▸ **WHAT TO PRODUCE**
Copy out the listing below, substituting "deepest interior point" for each occurrence of "innermost point" and leaving all other text unchanged. Omit the pictures.

▸ **MATERIAL SUPPLIED**
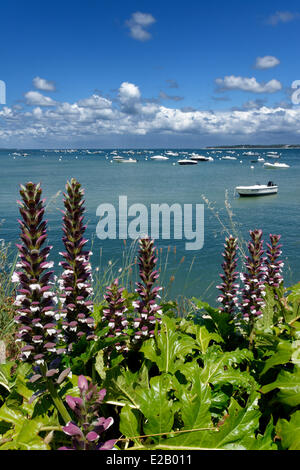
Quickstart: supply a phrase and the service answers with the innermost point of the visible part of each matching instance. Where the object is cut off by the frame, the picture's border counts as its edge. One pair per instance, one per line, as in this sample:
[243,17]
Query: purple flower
[147,307]
[114,315]
[86,432]
[254,279]
[274,264]
[75,282]
[229,286]
[34,299]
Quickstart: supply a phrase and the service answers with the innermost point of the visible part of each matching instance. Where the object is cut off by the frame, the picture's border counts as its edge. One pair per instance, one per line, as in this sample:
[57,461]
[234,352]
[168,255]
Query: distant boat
[159,157]
[273,155]
[257,189]
[130,160]
[274,166]
[187,162]
[172,154]
[199,158]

▸ **EXERCISE OUTPUT**
Quickstart: supply a phrase and the service answers with the deepest interior point of the visible part of each matching instance. Where the object is cut off by the frame, the picture's border counts as its edge. One pair per instance, one per line, as in this sample:
[243,17]
Query: purple flower
[147,307]
[114,315]
[86,432]
[254,279]
[274,264]
[75,282]
[229,286]
[34,299]
Quickstart: supply a phrase and the service answers with the deepest interior point of the visible part of each matching instance. Where the object is cut off by the frame, the picture's border counts as its edge. One pair per instance, one per line, as in this sample:
[57,461]
[234,352]
[168,255]
Query: distant boat
[159,157]
[273,155]
[257,189]
[130,160]
[274,166]
[187,162]
[172,154]
[199,158]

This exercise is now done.